Excerpts of labeled region data
+--

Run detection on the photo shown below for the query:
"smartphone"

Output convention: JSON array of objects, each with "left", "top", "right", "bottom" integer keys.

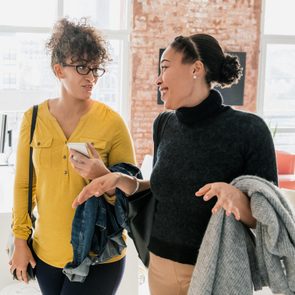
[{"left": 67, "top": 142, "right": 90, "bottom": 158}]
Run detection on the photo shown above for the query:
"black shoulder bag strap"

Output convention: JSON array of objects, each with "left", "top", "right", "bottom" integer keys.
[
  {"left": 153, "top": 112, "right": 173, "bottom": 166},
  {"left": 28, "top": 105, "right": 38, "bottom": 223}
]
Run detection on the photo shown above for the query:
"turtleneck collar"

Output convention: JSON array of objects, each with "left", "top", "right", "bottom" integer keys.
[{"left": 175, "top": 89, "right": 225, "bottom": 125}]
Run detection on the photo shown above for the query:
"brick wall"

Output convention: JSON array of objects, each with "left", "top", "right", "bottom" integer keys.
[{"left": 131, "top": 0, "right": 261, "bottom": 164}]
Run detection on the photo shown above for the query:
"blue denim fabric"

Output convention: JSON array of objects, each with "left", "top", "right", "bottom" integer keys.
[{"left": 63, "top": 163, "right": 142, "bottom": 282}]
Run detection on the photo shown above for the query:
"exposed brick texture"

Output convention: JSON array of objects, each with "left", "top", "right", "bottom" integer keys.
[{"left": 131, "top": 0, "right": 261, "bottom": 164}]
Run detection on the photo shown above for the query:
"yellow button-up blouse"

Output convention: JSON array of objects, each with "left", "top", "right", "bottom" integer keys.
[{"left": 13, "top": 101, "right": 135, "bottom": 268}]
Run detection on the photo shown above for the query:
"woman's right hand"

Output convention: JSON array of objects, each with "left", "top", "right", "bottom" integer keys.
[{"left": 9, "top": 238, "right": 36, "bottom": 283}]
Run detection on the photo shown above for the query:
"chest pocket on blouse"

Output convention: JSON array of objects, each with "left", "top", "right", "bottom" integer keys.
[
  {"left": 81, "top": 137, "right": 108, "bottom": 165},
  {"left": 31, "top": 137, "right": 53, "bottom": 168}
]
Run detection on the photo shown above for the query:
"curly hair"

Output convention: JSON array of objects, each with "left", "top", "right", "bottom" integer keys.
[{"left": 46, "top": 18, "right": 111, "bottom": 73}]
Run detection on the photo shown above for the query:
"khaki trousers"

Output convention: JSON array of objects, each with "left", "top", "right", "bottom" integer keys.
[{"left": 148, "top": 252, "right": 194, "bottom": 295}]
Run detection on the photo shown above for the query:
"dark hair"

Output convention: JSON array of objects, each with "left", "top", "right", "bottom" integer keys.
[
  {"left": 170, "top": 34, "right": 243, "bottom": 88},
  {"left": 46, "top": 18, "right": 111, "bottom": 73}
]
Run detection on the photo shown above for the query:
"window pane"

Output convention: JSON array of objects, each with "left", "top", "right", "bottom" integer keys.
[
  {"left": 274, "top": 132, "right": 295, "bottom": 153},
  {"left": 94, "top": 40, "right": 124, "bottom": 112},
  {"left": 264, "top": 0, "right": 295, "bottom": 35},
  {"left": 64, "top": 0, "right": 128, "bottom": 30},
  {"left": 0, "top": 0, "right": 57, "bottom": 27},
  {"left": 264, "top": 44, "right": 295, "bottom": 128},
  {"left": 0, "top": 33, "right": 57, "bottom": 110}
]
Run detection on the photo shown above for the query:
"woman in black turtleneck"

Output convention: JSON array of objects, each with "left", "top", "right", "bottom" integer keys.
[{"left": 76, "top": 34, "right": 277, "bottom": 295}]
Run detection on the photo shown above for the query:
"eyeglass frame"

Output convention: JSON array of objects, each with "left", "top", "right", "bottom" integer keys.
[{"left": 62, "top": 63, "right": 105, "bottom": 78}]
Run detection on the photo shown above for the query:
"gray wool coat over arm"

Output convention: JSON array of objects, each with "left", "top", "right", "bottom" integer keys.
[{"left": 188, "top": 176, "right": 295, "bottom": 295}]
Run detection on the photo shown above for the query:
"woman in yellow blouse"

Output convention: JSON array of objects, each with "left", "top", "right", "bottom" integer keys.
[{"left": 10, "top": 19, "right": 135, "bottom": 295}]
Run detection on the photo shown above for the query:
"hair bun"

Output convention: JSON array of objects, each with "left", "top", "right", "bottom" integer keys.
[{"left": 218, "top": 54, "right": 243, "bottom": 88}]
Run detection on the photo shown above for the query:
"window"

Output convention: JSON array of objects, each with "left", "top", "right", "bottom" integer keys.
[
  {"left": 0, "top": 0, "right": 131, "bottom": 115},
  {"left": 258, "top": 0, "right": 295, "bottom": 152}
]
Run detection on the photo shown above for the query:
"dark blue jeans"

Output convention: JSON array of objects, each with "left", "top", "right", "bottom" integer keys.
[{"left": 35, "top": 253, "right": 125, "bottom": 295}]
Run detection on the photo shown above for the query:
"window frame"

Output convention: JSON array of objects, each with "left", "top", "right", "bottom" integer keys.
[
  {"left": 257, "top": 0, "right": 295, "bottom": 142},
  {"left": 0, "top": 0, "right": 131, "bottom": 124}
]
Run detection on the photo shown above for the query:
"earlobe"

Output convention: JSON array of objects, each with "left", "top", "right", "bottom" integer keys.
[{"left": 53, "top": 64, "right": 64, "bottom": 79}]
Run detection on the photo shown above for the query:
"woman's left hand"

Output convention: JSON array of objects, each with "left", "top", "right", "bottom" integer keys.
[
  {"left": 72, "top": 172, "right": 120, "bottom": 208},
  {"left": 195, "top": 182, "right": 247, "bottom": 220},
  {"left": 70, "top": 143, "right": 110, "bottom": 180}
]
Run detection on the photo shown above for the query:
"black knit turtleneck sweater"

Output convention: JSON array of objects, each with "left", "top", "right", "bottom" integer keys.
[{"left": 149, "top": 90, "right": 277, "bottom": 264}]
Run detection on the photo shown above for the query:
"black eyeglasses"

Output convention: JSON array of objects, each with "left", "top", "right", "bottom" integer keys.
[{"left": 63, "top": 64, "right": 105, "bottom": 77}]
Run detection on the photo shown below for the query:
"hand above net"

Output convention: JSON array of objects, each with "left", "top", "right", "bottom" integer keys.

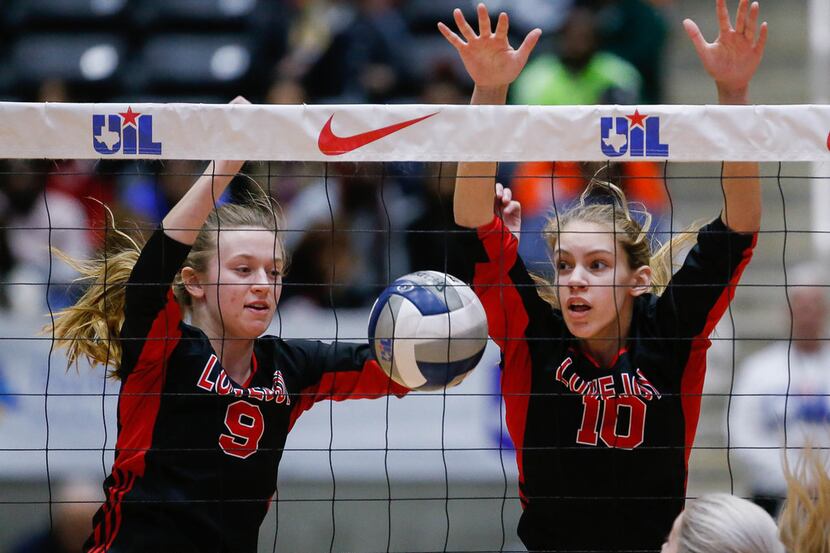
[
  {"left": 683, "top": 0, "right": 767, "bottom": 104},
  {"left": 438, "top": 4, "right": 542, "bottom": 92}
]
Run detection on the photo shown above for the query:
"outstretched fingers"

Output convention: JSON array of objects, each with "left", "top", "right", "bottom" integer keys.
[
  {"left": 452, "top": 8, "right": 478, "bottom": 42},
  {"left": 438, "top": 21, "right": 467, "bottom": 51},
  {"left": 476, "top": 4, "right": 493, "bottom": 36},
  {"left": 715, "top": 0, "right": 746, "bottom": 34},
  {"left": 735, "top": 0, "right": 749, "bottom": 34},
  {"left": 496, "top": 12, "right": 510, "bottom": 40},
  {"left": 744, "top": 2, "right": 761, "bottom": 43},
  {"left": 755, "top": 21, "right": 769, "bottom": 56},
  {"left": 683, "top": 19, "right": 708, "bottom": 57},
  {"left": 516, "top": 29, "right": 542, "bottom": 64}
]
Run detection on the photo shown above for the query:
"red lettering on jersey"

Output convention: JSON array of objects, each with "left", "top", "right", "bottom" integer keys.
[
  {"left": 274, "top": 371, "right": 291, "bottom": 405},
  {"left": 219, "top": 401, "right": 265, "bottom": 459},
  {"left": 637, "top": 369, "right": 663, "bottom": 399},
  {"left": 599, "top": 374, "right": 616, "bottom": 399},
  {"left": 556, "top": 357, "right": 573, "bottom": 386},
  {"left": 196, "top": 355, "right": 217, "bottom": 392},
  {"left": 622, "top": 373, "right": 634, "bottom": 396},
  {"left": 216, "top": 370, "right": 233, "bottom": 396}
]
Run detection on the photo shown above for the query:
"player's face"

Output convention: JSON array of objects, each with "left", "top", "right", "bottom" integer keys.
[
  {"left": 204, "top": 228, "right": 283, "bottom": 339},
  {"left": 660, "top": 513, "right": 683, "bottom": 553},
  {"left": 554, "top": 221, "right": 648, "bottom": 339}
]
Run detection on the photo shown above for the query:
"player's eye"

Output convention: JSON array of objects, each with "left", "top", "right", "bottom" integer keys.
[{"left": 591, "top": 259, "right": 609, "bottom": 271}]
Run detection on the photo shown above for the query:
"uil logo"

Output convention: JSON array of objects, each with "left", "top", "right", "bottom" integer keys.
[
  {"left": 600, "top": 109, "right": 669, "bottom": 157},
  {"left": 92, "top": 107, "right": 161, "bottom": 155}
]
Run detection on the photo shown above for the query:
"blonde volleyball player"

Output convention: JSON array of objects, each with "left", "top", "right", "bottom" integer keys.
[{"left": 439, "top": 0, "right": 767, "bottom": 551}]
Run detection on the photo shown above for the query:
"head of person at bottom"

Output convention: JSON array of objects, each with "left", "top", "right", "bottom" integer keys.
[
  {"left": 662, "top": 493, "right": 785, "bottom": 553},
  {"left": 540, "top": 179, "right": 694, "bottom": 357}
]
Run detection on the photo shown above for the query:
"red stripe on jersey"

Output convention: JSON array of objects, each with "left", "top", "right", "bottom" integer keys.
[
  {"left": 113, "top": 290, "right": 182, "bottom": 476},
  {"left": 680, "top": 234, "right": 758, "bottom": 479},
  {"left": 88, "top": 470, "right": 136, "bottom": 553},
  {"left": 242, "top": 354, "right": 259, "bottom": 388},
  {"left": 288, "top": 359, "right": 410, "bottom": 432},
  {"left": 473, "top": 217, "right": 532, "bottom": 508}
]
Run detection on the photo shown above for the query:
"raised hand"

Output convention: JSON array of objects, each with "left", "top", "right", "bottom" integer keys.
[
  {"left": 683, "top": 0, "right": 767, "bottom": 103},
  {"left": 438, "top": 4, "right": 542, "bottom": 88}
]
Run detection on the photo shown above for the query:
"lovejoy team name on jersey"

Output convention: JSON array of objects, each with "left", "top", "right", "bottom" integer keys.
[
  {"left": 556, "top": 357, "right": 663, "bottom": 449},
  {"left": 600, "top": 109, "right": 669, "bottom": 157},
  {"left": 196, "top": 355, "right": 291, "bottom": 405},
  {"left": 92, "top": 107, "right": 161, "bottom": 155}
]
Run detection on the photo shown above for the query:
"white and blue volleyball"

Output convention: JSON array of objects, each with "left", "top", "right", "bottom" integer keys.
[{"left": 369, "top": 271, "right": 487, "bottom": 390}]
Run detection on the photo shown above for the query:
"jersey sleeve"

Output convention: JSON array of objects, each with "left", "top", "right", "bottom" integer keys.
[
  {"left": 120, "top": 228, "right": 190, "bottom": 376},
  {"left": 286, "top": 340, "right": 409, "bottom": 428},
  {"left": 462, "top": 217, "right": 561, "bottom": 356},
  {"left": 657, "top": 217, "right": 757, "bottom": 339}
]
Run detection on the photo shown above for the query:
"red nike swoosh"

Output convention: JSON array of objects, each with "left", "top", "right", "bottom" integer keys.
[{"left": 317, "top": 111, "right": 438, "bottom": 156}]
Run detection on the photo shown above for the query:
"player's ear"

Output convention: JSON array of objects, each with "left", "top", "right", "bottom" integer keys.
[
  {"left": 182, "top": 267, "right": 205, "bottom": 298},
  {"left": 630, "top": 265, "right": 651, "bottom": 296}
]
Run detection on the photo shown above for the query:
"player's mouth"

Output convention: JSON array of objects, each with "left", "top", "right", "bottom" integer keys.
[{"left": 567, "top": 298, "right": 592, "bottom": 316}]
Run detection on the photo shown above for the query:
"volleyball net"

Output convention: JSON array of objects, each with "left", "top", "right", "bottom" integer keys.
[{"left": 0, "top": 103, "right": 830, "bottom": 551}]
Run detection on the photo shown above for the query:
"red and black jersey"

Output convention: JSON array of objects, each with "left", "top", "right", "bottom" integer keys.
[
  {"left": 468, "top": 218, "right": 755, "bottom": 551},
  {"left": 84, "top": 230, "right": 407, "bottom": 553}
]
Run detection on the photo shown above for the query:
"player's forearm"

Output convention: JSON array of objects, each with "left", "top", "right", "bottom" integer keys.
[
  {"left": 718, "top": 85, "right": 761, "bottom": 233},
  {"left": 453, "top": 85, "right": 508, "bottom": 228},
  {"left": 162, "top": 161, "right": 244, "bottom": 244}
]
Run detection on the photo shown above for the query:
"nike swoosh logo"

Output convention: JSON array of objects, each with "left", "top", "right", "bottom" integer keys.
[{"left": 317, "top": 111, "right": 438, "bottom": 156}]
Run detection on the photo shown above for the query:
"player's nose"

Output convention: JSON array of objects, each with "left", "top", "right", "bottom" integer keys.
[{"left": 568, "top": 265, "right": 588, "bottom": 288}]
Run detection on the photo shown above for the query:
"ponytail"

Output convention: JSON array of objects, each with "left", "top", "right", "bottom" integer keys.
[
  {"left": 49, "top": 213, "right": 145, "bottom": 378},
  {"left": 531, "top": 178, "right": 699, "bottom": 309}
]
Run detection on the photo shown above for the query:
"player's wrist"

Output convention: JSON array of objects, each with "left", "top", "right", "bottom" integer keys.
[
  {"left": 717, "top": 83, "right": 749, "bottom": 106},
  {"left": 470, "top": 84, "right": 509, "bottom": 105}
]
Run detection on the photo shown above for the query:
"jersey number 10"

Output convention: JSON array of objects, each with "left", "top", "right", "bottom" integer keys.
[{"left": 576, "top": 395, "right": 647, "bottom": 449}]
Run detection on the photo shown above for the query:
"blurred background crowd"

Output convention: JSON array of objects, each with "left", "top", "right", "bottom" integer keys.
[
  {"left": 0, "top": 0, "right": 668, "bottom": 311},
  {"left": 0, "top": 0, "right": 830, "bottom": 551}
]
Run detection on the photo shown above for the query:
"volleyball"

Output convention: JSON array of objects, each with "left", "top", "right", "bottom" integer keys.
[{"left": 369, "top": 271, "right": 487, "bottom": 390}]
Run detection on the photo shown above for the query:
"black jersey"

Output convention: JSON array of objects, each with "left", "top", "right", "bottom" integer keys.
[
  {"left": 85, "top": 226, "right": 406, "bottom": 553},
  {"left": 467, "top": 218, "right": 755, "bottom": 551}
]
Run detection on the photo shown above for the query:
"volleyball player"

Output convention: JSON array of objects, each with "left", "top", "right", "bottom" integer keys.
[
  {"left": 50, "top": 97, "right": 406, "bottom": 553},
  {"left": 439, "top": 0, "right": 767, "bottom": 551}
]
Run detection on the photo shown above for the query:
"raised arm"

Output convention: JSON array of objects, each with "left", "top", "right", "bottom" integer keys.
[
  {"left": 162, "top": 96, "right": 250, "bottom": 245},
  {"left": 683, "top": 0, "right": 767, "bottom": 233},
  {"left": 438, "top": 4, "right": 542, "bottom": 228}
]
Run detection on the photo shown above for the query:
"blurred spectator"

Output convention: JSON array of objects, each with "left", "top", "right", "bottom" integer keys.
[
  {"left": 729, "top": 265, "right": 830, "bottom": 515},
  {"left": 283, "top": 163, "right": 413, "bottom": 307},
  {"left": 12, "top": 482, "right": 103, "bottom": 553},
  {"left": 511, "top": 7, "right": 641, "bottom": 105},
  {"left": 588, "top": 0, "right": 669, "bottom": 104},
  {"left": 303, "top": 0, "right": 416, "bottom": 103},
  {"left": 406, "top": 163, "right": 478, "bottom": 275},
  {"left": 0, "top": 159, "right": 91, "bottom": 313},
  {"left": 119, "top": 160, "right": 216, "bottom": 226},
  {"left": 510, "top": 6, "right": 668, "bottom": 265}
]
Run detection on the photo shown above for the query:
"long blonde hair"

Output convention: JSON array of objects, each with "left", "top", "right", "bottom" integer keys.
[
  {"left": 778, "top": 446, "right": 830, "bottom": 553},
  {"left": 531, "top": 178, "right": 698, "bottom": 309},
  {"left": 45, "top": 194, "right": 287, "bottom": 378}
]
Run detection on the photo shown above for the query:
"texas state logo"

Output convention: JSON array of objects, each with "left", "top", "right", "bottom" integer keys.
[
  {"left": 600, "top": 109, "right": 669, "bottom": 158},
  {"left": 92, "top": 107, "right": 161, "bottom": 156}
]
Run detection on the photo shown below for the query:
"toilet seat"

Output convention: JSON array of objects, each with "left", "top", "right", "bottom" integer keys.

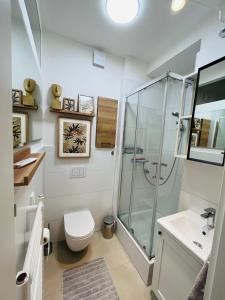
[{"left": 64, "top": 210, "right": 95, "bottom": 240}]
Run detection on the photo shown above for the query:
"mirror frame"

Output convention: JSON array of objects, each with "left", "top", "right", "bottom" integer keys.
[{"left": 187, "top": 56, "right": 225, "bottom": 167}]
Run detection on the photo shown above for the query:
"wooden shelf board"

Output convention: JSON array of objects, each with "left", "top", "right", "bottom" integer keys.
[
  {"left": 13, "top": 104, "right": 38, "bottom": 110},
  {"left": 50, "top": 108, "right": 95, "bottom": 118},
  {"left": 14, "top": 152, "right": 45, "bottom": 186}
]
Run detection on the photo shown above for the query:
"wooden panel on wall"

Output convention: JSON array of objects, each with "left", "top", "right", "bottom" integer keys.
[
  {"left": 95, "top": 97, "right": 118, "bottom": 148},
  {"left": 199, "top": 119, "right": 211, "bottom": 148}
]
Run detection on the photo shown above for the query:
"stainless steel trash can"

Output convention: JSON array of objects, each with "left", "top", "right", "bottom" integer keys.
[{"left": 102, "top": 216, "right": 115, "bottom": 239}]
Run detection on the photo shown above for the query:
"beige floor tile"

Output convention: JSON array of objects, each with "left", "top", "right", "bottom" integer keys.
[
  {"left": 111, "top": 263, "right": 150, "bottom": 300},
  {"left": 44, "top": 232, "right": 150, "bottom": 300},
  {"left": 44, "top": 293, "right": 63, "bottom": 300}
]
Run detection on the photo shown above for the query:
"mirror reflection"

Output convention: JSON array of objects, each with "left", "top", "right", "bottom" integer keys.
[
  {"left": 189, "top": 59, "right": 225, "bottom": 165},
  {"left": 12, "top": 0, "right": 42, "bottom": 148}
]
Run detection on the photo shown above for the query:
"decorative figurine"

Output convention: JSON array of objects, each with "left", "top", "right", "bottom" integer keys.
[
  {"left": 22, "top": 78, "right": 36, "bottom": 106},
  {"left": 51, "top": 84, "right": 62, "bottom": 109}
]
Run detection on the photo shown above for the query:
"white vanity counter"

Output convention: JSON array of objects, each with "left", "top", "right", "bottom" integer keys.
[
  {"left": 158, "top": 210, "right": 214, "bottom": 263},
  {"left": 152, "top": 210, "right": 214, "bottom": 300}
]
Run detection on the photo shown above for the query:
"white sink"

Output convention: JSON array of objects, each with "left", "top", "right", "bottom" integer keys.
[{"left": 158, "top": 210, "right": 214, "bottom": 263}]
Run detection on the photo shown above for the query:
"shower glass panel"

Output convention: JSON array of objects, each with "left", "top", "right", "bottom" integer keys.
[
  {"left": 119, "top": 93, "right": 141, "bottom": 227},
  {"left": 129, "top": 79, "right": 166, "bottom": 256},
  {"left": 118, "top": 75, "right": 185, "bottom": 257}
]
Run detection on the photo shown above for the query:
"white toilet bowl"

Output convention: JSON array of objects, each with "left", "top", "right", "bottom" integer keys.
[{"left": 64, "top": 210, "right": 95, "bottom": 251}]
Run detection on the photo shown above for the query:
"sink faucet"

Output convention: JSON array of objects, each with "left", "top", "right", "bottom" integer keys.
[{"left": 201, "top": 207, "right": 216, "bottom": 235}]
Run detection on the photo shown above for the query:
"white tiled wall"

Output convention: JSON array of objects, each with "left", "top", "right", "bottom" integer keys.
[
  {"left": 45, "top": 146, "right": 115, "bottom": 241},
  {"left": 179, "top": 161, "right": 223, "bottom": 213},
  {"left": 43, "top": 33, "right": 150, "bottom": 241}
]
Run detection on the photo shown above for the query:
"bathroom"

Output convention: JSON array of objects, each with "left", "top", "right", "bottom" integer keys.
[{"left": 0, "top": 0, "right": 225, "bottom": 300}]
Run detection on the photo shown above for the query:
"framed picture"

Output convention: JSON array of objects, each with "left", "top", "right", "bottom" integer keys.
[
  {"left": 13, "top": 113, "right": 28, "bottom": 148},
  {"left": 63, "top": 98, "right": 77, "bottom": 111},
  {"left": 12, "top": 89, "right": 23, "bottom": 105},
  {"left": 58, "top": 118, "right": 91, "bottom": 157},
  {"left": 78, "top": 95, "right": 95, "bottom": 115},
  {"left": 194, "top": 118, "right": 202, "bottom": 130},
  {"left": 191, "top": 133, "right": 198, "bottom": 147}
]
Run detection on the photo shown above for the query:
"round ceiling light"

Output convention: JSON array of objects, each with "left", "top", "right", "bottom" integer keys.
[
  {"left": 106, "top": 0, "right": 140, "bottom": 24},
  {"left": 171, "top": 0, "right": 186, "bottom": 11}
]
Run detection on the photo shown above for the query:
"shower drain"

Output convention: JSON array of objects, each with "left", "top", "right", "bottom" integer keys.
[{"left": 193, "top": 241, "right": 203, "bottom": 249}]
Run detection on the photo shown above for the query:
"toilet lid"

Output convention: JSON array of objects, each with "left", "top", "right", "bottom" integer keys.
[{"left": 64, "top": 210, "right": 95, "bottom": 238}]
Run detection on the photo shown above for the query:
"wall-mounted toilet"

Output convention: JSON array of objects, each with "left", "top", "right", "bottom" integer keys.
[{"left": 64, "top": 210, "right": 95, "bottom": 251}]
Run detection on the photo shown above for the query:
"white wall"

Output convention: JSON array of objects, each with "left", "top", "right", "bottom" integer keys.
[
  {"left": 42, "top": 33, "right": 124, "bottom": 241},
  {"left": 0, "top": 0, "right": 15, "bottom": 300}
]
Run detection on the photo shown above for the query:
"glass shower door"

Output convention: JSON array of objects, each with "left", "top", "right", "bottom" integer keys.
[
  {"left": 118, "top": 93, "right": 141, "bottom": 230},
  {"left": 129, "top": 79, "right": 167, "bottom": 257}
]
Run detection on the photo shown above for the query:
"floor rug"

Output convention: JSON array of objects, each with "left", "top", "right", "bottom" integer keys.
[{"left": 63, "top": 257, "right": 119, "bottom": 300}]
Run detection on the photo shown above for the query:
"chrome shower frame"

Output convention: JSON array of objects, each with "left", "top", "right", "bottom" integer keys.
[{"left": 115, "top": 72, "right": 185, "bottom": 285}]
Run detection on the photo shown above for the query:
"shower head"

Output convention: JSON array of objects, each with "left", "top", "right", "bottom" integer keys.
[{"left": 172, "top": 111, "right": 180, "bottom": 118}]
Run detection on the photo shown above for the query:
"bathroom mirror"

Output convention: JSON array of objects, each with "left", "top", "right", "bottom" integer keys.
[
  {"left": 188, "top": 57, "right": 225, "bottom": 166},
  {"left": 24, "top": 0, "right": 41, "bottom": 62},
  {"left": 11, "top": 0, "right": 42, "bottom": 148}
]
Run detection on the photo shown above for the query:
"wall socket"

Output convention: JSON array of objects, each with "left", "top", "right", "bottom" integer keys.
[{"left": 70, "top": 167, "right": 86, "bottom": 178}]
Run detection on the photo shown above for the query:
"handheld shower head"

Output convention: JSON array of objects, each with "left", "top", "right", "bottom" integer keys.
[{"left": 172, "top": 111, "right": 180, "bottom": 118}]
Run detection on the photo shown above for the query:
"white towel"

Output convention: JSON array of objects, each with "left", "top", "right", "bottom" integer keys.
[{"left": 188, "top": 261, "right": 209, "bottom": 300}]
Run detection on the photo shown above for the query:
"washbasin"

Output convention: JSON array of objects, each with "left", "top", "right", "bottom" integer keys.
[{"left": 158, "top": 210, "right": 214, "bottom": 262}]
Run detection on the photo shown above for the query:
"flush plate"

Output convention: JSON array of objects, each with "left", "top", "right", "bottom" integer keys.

+--

▸ EXERCISE OBJECTIVE
Identify every line above that contains the word "volleyball", and copy each of those lines. Case counts.

▸ CORRECT ANSWER
"blonde volleyball player"
"white and blue volleyball"
"volleyball net"
"volleyball"
"volleyball player"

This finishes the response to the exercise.